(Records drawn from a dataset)
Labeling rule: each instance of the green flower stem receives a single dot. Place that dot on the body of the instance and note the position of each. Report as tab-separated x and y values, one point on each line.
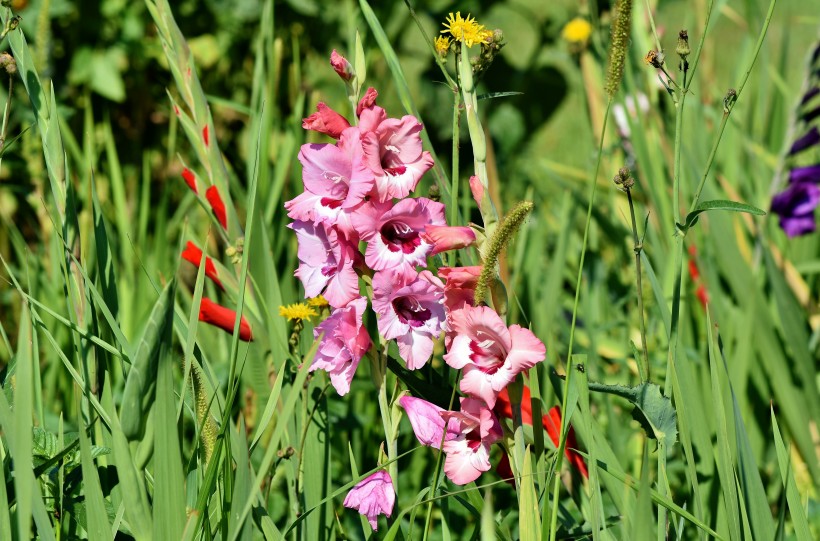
489	215
593	185
638	247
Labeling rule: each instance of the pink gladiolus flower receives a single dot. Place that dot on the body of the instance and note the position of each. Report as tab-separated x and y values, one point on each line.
326	263
393	151
367	101
427	422
393	236
490	353
341	66
468	454
410	311
372	497
336	180
326	120
445	237
345	342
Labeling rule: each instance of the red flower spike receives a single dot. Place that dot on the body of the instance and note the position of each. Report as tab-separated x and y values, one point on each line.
224	318
193	255
218	207
551	423
190	179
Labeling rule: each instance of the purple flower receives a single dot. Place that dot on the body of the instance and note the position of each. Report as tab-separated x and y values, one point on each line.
372	497
805	174
807	141
795	206
345	342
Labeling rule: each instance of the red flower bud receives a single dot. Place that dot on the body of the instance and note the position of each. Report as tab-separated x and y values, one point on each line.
190	179
224	318
193	254
326	120
218	207
341	66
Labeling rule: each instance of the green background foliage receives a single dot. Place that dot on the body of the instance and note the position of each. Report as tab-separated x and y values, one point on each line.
100	422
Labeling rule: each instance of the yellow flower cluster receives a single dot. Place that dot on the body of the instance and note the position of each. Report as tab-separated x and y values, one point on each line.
466	30
577	31
318	302
298	310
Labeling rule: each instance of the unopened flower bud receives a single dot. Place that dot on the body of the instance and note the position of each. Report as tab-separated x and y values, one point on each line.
683	44
729	100
341	66
8	63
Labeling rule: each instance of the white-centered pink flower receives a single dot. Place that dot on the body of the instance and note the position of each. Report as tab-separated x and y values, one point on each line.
344	344
336	180
428	424
373	496
468	454
393	149
490	353
445	237
410	311
326	260
394	235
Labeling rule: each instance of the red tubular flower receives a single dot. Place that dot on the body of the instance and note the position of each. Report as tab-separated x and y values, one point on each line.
551	423
224	318
190	179
193	254
326	120
213	197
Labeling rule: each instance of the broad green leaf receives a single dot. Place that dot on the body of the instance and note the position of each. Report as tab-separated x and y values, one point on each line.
718	204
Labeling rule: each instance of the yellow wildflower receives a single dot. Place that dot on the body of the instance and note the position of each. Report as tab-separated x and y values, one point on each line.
298	310
442	45
318	302
466	30
577	31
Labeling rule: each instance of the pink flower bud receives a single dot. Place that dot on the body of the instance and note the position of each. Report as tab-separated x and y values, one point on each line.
372	497
341	66
445	238
368	100
477	188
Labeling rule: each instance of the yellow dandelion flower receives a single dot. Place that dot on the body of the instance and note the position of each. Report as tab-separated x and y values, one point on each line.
442	45
466	30
577	31
298	310
318	302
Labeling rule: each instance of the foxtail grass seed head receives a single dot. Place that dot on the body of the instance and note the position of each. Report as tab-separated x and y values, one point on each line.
621	27
502	236
682	48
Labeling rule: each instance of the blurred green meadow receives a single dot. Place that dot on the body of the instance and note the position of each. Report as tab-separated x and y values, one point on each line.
123	416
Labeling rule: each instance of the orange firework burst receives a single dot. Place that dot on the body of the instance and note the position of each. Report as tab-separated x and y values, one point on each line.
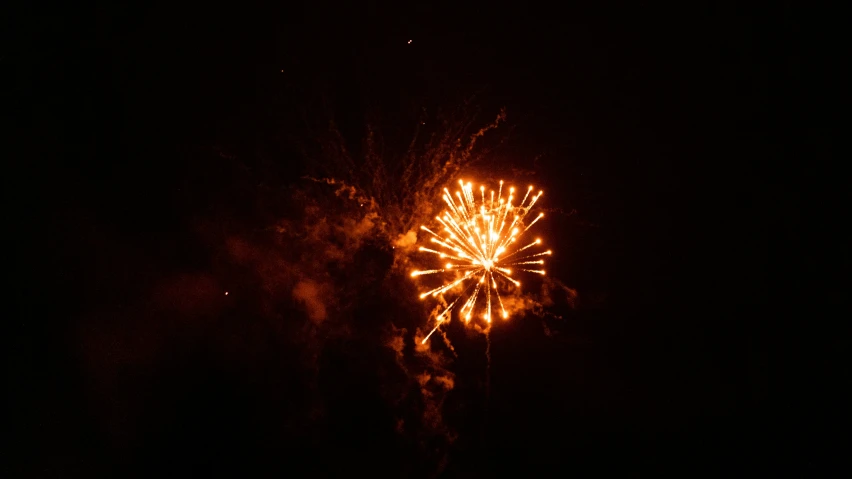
479	240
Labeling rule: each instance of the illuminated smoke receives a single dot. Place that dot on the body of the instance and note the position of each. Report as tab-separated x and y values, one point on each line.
477	248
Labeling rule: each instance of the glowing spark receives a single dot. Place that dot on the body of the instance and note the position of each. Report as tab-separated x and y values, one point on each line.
478	233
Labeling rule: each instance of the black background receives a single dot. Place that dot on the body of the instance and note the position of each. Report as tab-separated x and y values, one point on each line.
691	140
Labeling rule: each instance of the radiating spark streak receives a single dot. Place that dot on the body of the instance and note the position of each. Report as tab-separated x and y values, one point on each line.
478	237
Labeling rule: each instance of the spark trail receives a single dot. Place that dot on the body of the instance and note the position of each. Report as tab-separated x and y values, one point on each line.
478	237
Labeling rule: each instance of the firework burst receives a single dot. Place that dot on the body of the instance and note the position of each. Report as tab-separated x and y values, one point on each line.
479	237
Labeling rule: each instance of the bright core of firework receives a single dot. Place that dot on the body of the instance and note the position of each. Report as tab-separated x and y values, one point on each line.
478	240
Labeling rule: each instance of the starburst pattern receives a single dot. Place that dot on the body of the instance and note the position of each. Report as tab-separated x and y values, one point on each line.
478	239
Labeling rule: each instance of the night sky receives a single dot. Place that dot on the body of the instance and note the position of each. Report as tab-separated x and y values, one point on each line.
160	162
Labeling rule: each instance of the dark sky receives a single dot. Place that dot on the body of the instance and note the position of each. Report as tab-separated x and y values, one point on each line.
686	144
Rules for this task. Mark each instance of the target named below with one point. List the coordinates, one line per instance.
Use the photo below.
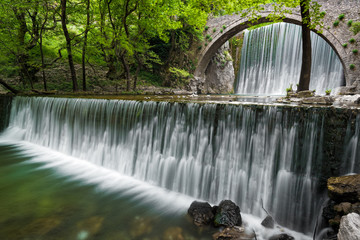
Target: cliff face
(4, 111)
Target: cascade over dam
(125, 163)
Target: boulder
(201, 213)
(233, 233)
(344, 188)
(268, 222)
(227, 214)
(349, 227)
(282, 236)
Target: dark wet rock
(268, 222)
(173, 233)
(349, 227)
(233, 233)
(201, 213)
(344, 188)
(283, 236)
(227, 214)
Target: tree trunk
(127, 72)
(85, 43)
(68, 45)
(304, 81)
(42, 61)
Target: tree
(68, 45)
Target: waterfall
(271, 61)
(250, 154)
(352, 148)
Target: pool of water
(48, 195)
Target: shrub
(355, 28)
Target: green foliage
(355, 28)
(289, 89)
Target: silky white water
(249, 154)
(271, 61)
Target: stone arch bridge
(334, 36)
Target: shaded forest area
(78, 45)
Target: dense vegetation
(72, 42)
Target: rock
(343, 208)
(89, 226)
(268, 222)
(233, 233)
(303, 94)
(283, 236)
(173, 233)
(201, 212)
(140, 226)
(227, 214)
(344, 189)
(349, 227)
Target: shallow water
(48, 195)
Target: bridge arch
(235, 24)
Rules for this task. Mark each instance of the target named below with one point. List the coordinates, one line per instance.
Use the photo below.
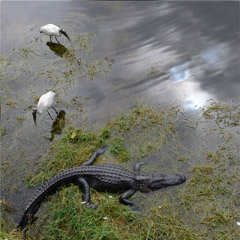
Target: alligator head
(152, 182)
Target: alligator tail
(48, 188)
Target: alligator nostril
(183, 178)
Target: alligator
(104, 178)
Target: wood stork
(53, 30)
(45, 102)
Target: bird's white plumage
(45, 102)
(51, 30)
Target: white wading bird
(45, 102)
(53, 30)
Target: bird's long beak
(34, 113)
(65, 34)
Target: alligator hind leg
(83, 185)
(137, 167)
(124, 199)
(94, 156)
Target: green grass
(206, 207)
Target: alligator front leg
(137, 167)
(83, 185)
(124, 199)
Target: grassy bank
(205, 148)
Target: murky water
(120, 51)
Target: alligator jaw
(162, 181)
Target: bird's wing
(51, 29)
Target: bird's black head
(64, 33)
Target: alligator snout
(182, 178)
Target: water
(120, 51)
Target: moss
(206, 207)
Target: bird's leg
(57, 40)
(83, 185)
(49, 115)
(55, 110)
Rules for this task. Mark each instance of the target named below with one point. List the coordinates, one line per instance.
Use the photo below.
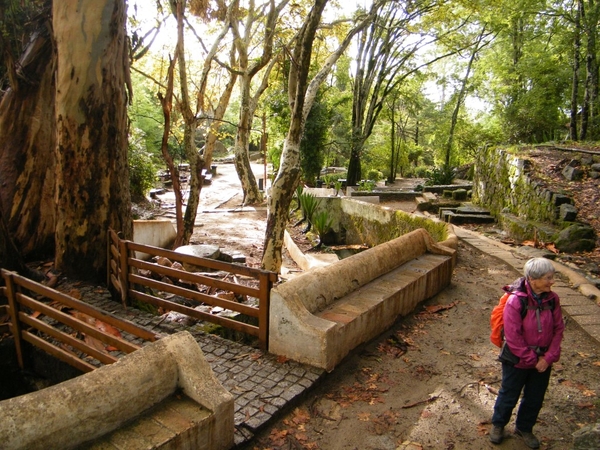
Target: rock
(560, 199)
(576, 238)
(459, 194)
(587, 438)
(572, 173)
(567, 213)
(201, 251)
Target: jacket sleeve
(513, 332)
(553, 353)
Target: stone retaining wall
(502, 183)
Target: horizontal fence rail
(57, 335)
(125, 275)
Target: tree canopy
(391, 88)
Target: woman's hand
(541, 365)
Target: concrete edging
(90, 406)
(295, 331)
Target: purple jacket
(522, 334)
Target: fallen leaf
(107, 328)
(364, 417)
(438, 308)
(94, 343)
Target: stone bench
(161, 396)
(319, 316)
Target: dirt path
(431, 380)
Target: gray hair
(536, 268)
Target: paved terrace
(263, 386)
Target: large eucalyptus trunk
(27, 163)
(590, 98)
(575, 78)
(242, 145)
(285, 182)
(92, 177)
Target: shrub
(309, 204)
(142, 173)
(440, 176)
(321, 223)
(374, 175)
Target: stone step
(457, 219)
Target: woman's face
(543, 284)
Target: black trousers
(533, 384)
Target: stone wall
(502, 184)
(365, 223)
(523, 207)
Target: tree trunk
(284, 185)
(242, 145)
(575, 78)
(190, 120)
(591, 83)
(27, 163)
(166, 102)
(461, 97)
(92, 177)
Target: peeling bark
(27, 162)
(92, 177)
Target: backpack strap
(546, 307)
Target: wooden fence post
(124, 271)
(14, 315)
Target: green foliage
(440, 176)
(374, 175)
(366, 185)
(309, 203)
(338, 187)
(331, 178)
(421, 172)
(321, 223)
(297, 196)
(142, 172)
(312, 146)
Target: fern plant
(321, 223)
(297, 196)
(309, 203)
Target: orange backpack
(497, 319)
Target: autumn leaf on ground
(83, 317)
(301, 416)
(438, 308)
(583, 389)
(95, 343)
(364, 416)
(384, 422)
(483, 429)
(278, 437)
(107, 328)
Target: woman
(535, 339)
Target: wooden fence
(124, 270)
(28, 301)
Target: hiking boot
(496, 434)
(529, 438)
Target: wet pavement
(264, 385)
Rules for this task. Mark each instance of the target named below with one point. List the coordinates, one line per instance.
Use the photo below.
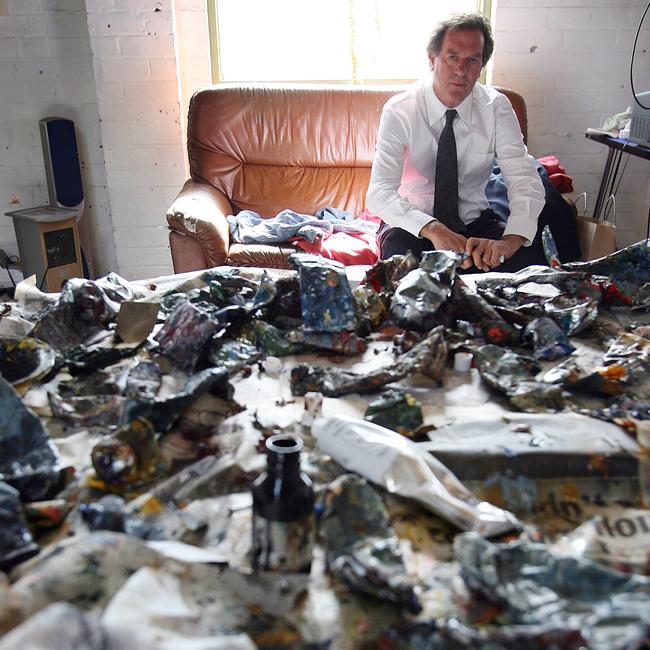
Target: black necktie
(445, 200)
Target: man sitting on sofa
(436, 146)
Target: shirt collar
(436, 109)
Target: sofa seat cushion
(262, 255)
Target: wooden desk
(608, 182)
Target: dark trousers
(395, 241)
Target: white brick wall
(570, 61)
(46, 70)
(113, 67)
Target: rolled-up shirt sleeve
(525, 189)
(383, 198)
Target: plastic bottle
(283, 510)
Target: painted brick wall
(134, 59)
(118, 69)
(570, 60)
(46, 70)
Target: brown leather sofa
(267, 148)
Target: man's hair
(463, 21)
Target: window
(351, 41)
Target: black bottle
(283, 510)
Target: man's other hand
(443, 238)
(487, 254)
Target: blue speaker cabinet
(48, 239)
(48, 244)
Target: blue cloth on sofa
(248, 227)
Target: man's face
(458, 66)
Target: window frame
(482, 6)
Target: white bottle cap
(272, 365)
(463, 361)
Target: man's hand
(443, 238)
(487, 254)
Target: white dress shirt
(402, 179)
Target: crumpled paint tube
(362, 547)
(548, 340)
(428, 357)
(420, 294)
(325, 294)
(185, 333)
(16, 542)
(625, 271)
(390, 460)
(29, 460)
(514, 375)
(537, 587)
(473, 307)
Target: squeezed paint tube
(390, 460)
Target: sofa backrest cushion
(271, 147)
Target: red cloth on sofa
(557, 174)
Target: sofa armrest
(199, 211)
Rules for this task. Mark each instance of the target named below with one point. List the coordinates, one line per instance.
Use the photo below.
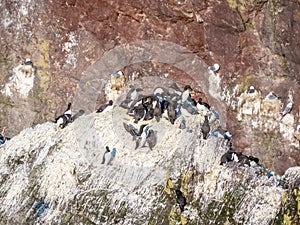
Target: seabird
(182, 124)
(171, 113)
(214, 68)
(205, 128)
(202, 106)
(287, 109)
(272, 96)
(27, 62)
(105, 107)
(77, 115)
(251, 90)
(186, 93)
(112, 156)
(226, 157)
(151, 139)
(180, 199)
(106, 151)
(227, 135)
(141, 140)
(64, 119)
(117, 74)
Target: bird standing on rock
(106, 151)
(186, 93)
(141, 140)
(65, 118)
(105, 107)
(287, 109)
(151, 139)
(205, 128)
(180, 200)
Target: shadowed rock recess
(51, 175)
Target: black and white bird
(77, 115)
(65, 118)
(287, 109)
(180, 200)
(141, 140)
(186, 93)
(103, 157)
(214, 67)
(151, 139)
(227, 135)
(272, 96)
(202, 106)
(205, 128)
(105, 107)
(251, 90)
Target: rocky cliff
(51, 175)
(254, 42)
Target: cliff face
(63, 176)
(255, 43)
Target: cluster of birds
(169, 105)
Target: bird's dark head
(187, 87)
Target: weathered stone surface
(255, 43)
(50, 175)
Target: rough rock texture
(55, 176)
(255, 42)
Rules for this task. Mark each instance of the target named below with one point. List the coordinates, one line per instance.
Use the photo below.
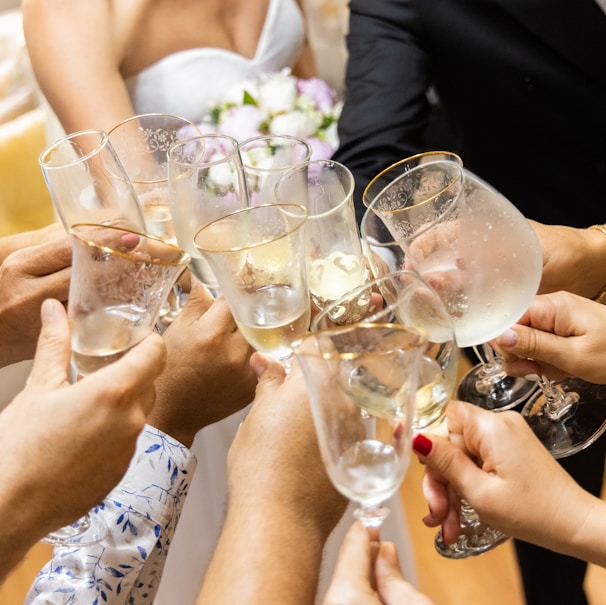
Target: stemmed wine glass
(403, 297)
(142, 143)
(475, 249)
(335, 259)
(256, 254)
(487, 383)
(206, 181)
(119, 281)
(352, 368)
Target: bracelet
(601, 297)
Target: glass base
(497, 395)
(87, 530)
(470, 544)
(567, 433)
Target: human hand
(64, 447)
(561, 334)
(208, 374)
(368, 573)
(517, 487)
(275, 456)
(572, 259)
(27, 277)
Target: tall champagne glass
(206, 182)
(118, 283)
(403, 297)
(87, 182)
(335, 259)
(257, 256)
(352, 368)
(480, 255)
(142, 143)
(266, 158)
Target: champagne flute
(206, 181)
(142, 143)
(119, 280)
(87, 182)
(256, 254)
(352, 368)
(265, 158)
(335, 259)
(476, 250)
(406, 299)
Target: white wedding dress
(186, 84)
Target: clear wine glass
(352, 368)
(567, 416)
(142, 143)
(256, 254)
(87, 182)
(335, 259)
(119, 281)
(266, 158)
(475, 249)
(403, 297)
(206, 182)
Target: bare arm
(76, 49)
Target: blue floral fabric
(141, 513)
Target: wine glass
(487, 383)
(403, 297)
(352, 368)
(206, 182)
(142, 143)
(256, 254)
(479, 254)
(567, 416)
(87, 182)
(335, 259)
(119, 281)
(265, 158)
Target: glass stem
(558, 403)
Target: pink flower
(241, 122)
(318, 91)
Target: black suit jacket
(523, 83)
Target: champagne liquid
(274, 318)
(330, 279)
(369, 472)
(102, 337)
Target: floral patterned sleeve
(142, 514)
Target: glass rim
(74, 231)
(103, 141)
(302, 219)
(459, 164)
(362, 325)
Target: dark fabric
(522, 89)
(522, 84)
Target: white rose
(296, 124)
(277, 93)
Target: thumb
(53, 352)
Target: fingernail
(422, 445)
(49, 311)
(508, 338)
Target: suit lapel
(574, 28)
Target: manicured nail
(421, 445)
(508, 339)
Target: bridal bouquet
(280, 104)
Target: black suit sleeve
(383, 122)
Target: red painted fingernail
(422, 445)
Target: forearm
(274, 556)
(141, 515)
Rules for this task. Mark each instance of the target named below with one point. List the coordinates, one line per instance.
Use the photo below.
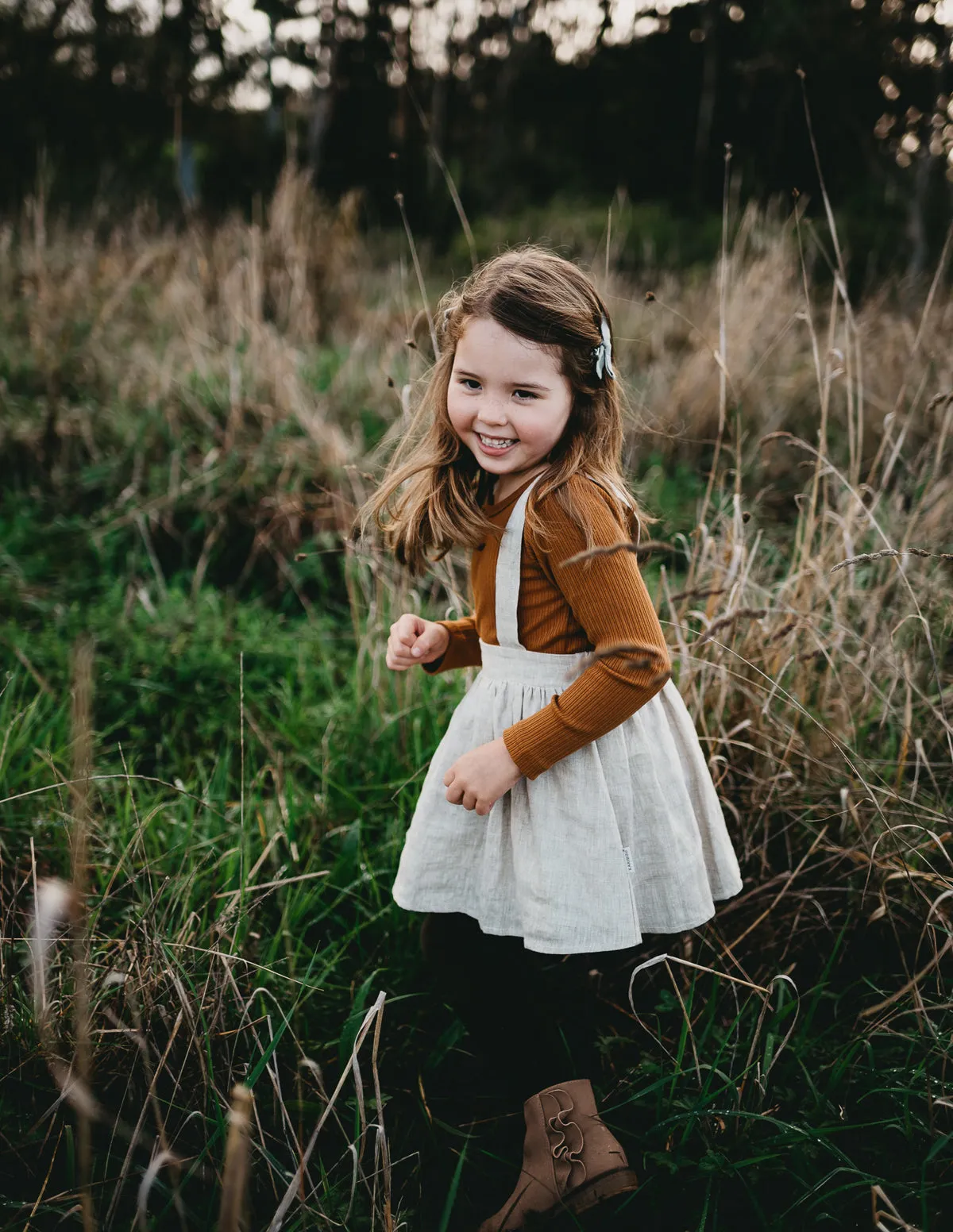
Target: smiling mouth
(497, 442)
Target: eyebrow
(515, 385)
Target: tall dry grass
(808, 607)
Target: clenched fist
(415, 640)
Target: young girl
(569, 807)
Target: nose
(492, 414)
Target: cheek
(457, 410)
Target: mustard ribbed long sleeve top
(584, 606)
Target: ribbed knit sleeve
(611, 602)
(462, 651)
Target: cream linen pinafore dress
(623, 837)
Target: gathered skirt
(623, 837)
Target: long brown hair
(546, 299)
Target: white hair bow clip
(604, 352)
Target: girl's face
(506, 387)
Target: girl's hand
(481, 776)
(410, 633)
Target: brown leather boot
(571, 1161)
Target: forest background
(223, 233)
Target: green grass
(777, 1122)
(257, 763)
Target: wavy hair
(545, 299)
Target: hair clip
(603, 352)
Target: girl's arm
(462, 649)
(611, 602)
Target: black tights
(531, 1017)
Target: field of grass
(206, 768)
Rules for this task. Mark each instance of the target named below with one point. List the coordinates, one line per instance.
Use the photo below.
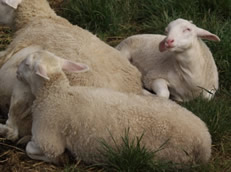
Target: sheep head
(37, 67)
(7, 11)
(181, 35)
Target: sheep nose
(169, 42)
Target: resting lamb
(178, 65)
(36, 27)
(76, 117)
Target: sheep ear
(70, 66)
(29, 60)
(204, 34)
(162, 46)
(41, 71)
(13, 3)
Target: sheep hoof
(8, 133)
(24, 140)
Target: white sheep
(76, 117)
(36, 25)
(178, 65)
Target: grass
(114, 20)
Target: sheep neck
(28, 10)
(191, 61)
(53, 85)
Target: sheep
(35, 24)
(179, 65)
(76, 117)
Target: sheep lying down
(76, 117)
(36, 26)
(178, 65)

__What the task asks__. Above are the records. Copy exactly, and only, the lines from the line containing "Target: girl's face" through the last one, omitting any pictures.

__Your response__.
Target: girl's face
(506, 387)
Target: girl's hand
(481, 776)
(410, 633)
Target: brown leather boot
(571, 1161)
Target: forest background
(223, 233)
Target: green grass
(777, 1122)
(257, 763)
Target: wavy hair
(545, 299)
Target: hair clip
(603, 352)
Target: girl's arm
(462, 649)
(611, 602)
Target: black tights
(531, 1017)
Target: field of grass
(206, 768)
Rules for this task. Mark each instance of the target named below with one point. List the coordinates, one line per instance.
Use the photo below.
Target: sheep head
(37, 67)
(7, 11)
(181, 35)
Target: sheep nose
(169, 42)
Target: resting lamb
(178, 65)
(36, 27)
(76, 117)
Target: sheep ear
(70, 66)
(29, 60)
(204, 34)
(162, 46)
(41, 71)
(13, 3)
Target: sheep hoof
(8, 133)
(24, 140)
Target: white sheep
(76, 117)
(36, 25)
(178, 65)
Target: grass
(114, 20)
Target: sheep neck
(28, 10)
(191, 61)
(53, 85)
Target: sheep
(35, 24)
(179, 65)
(76, 117)
Target: sheep lying down
(76, 117)
(36, 26)
(178, 65)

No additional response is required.